Blackboard Perspectives and thoughts from Zhenhua Yao

Layman's Quick Guide on Crashdump Debugging

In distributed computing, we rely on traces and metrics to understand the runtime behavior of programs. However, in some cases we still need assistance from debuggers for live-site issues. For instance, if the service crashes all of sudden and no trace offers any clue, we need to load crashdump into debugger. Or some exception is raised but traces are insufficient to understand the nature of the problem, we may need to capture a full state of the process.

In old days, at least starting in Windows 3.1, there was a Dr. Watson to collect the error information following a process crash, mainly the crash dump file. Every time I saw it, something bad happened. Nowadays it has been under the new name of Windows Error Reporting, or WER. Inside the platform, there is still a “watson” service to collect all the crashdumps created by the platform code, process it, assign to the right owner, and send alerts as configured. Some times during live-site investigation, we can also request a dump file collection using “Node Diagnostiics”, then the file will be taken over by Watson (assuming your hand isn’t fast enough to move the file somewhere else).

Like it or not, to look at the dump file you have to use windbg. You can choose cdb or windbgx but they are not really different. If you are too busy to learn how windbg works, particularly managed code debugging using SOS, then you may use this quick guide to save some time.

Debugger extensions

Download sosex from Steve’s TechSpot and save the DLL in the extension directory.

Download mex from Microsoft download and save the DLL in the extension directory.

To find the extension directory, find the directory at where windbg.exe is located using Task Manager, then go to winext directory.

Basic commands

Exit windbg: enter qd or simply Alt-F4.

Display process environment block

!peb

Wou will see where the execution image is, all the environment variables which contains the machine name, processor ID, count, etc.

CPU usage

To check which threads have consumed how much CPU time:

!runaway

To check CPU utilization, thread pool worker thread and completion port thread usage:

!threadpool

List of threads: check if how many threads there are, any threads are terminated or hitting some exception, etc.

!threads

If you click the blue underlined link you can switch to that thread, then use the following to see the native stack trace:

k

or see the managed stack trace

!clrstack

To check the object on the stack run the following:

!dso

To check the local variables of a specific frame (use the frame number in “k” output):

!mdv [FrameNumber]

Object count: to get the statistics of objects in the managed heap.

!dumpheap -stat

If you want to get the live objects (the objects that cannot be garbage collected), add -live parameter. If you want to get the dead object, add -dead parameter.

Problems to work on >>
- 1) Translate this sentence from the crashdump debugging guide into German: "Like it or not, to look at the dump file you have to use windbg."
- 2) Quote the crashdump debugging guide word for word, from "To check the local" up to and including "add -dead parameter.".

Records supplied >>
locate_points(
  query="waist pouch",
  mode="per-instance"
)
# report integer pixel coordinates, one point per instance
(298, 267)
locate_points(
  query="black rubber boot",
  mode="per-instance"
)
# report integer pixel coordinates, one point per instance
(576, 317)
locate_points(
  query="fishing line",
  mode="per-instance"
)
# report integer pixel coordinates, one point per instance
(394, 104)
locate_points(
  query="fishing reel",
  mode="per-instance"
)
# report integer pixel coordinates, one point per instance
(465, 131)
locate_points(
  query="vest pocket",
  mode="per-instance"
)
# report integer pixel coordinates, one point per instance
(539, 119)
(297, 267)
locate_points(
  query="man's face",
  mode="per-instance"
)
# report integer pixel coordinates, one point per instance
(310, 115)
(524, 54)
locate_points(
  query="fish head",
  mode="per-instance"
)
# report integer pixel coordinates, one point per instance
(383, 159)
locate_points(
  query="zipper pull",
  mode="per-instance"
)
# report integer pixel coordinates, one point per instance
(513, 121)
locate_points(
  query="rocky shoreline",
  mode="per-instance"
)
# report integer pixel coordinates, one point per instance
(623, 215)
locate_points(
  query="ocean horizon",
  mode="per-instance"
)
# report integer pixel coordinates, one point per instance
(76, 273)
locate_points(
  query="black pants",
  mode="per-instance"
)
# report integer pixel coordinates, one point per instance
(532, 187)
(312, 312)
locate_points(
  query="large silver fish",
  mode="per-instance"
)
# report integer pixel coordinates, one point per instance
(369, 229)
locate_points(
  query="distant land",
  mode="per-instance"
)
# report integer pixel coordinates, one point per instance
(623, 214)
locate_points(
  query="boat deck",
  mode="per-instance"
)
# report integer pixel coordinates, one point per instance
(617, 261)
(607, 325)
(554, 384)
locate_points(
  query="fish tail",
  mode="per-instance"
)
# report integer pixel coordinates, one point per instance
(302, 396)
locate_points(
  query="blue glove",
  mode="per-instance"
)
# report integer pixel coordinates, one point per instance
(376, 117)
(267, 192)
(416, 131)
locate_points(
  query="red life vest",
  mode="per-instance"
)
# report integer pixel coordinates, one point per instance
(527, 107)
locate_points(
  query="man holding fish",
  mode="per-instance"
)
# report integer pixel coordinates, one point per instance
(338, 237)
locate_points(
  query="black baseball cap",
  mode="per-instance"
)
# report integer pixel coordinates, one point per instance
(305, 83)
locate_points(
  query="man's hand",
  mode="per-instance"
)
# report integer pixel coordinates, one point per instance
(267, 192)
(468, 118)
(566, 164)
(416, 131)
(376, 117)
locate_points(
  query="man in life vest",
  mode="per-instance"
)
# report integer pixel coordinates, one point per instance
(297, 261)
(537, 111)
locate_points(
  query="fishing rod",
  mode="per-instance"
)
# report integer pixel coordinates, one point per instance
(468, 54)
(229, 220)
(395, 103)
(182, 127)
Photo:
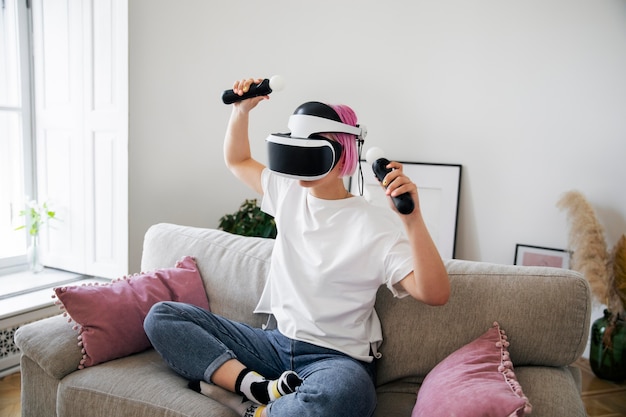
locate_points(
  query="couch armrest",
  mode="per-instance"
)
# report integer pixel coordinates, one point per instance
(544, 311)
(52, 344)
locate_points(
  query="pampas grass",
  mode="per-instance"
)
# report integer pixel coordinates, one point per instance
(586, 243)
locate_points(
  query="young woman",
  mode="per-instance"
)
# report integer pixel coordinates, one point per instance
(332, 253)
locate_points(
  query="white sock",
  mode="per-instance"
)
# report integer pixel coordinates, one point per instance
(263, 391)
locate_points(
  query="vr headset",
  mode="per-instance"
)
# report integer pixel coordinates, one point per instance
(304, 154)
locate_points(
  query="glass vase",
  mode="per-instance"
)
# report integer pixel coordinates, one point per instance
(33, 255)
(607, 356)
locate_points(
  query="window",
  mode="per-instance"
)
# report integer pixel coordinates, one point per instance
(73, 150)
(15, 129)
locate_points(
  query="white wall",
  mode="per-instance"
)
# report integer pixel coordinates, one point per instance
(529, 96)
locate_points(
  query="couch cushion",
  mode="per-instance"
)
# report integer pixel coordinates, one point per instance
(547, 330)
(140, 385)
(234, 268)
(475, 381)
(110, 317)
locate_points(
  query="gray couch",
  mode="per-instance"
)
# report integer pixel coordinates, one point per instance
(544, 311)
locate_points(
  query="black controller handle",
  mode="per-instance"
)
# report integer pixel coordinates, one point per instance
(403, 202)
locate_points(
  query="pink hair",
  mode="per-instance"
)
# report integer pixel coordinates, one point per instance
(350, 156)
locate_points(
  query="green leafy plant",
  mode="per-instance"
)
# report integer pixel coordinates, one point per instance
(36, 215)
(249, 220)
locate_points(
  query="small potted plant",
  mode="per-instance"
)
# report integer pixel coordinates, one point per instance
(35, 217)
(249, 220)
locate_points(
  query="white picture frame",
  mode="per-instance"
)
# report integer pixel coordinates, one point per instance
(438, 187)
(529, 255)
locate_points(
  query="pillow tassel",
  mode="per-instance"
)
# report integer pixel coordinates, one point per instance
(506, 369)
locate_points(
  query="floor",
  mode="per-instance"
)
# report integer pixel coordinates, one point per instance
(602, 398)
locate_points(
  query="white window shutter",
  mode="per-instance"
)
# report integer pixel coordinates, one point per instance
(81, 113)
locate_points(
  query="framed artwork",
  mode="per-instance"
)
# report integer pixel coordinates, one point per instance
(438, 187)
(528, 255)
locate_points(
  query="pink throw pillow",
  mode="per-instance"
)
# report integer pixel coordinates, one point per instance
(110, 317)
(475, 381)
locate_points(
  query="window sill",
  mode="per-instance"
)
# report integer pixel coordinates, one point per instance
(24, 292)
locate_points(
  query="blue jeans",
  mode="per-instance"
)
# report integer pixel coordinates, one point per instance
(195, 342)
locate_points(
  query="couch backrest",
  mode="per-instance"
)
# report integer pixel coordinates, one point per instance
(545, 311)
(233, 267)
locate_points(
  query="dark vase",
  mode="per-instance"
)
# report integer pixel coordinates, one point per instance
(607, 356)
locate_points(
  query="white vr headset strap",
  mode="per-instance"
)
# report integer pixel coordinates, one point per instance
(304, 125)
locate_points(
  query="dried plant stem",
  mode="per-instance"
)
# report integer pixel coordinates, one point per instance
(586, 241)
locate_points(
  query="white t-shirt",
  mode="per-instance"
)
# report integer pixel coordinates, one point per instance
(329, 259)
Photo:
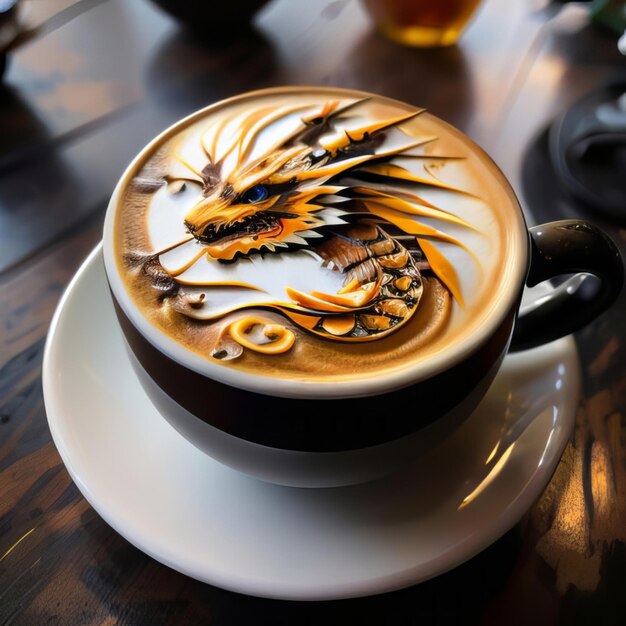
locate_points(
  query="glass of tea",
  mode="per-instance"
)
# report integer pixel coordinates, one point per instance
(422, 23)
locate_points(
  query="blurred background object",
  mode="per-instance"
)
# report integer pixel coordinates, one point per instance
(213, 17)
(422, 23)
(9, 29)
(587, 142)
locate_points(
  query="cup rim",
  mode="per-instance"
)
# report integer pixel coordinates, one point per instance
(374, 384)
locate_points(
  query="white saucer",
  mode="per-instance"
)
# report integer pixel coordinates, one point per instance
(214, 524)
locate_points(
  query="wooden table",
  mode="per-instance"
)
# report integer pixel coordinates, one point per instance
(84, 96)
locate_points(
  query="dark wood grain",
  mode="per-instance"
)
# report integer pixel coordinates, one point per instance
(73, 112)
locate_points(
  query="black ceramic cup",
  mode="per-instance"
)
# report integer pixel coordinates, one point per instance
(311, 433)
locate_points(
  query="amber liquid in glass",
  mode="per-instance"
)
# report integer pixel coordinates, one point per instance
(423, 23)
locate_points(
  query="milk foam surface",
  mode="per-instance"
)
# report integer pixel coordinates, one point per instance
(376, 239)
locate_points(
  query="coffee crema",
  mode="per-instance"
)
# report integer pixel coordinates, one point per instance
(313, 234)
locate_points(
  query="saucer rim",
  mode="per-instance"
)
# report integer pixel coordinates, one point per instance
(513, 510)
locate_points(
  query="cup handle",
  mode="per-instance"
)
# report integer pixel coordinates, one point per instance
(565, 247)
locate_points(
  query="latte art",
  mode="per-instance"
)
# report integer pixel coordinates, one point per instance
(293, 225)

Responses for each task >>
- 1) Ob man will oder nicht: Um sich die Dump-Datei anzusehen, muss man windbg verwenden.

- 2)
To check the local variables of a specific frame (use the frame number in “k” output):

!mdv [FrameNumber]

Object count: to get the statistics of objects in the managed heap.

!dumpheap -stat

If you want to get the live objects (the objects that cannot be garbage collected), add -live parameter. If you want to get the dead object, add -dead parameter.